(Records of labeled points)

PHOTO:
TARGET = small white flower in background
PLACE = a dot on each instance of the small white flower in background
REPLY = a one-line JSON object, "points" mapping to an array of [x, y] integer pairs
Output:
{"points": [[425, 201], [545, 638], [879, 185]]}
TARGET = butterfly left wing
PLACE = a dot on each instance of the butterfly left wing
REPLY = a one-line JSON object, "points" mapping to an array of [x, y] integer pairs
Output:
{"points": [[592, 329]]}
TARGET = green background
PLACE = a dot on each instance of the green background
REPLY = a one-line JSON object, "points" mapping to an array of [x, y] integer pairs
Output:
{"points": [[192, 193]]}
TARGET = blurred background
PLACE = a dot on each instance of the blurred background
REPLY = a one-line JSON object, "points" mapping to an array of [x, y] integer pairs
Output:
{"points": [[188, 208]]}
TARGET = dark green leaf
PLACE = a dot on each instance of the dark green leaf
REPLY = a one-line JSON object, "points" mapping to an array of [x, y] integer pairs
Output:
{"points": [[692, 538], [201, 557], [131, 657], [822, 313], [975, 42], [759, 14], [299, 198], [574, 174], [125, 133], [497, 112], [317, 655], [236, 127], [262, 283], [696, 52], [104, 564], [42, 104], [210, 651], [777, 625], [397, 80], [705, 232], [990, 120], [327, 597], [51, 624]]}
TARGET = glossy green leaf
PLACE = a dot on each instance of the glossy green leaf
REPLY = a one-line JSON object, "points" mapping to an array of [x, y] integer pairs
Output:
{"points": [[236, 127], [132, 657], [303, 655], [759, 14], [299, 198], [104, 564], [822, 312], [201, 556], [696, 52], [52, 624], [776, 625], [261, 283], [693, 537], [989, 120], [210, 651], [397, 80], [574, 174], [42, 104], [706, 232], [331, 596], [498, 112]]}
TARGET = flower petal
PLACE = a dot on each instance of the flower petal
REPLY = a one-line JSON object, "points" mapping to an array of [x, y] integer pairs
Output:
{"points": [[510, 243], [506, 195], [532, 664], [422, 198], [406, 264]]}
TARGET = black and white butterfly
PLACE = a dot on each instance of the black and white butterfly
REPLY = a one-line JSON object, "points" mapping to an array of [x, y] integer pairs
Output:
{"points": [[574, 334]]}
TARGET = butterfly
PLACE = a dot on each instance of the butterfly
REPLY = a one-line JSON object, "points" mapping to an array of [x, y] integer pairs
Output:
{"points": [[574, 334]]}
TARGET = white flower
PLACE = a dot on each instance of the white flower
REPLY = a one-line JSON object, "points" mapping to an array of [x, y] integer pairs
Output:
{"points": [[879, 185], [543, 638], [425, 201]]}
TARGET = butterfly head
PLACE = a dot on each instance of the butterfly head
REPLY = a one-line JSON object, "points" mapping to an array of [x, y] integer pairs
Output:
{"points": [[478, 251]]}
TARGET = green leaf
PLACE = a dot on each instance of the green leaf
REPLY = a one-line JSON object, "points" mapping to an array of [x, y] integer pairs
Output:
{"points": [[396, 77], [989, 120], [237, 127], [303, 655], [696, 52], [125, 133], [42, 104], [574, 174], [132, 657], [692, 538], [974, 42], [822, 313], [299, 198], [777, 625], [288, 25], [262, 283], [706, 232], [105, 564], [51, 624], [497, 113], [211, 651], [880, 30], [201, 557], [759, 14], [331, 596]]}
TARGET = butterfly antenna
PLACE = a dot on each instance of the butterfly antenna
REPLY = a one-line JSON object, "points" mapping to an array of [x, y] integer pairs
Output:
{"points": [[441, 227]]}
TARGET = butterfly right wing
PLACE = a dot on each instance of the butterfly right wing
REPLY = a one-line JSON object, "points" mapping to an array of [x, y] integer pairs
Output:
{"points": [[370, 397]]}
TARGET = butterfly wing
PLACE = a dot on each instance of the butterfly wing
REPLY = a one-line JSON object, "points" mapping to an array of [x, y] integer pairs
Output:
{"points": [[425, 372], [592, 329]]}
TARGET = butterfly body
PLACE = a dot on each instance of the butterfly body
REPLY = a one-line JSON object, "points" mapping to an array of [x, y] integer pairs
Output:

Given problem:
Convert the material from the line containing "TARGET = butterfly body" up to and including the last line of the material into a Markdown table with the columns Number and Text. Give each line its own row, and leave out any blank lines.

Written response:
| Number | Text |
|---|---|
| 1 | TARGET = butterfly body |
| 2 | PLACE = a dot on each instance of the butterfly body |
| 3 | REPLY = a one-line JSON object, "points" mapping to an array of [x, y] integer pairs |
| 4 | Output: |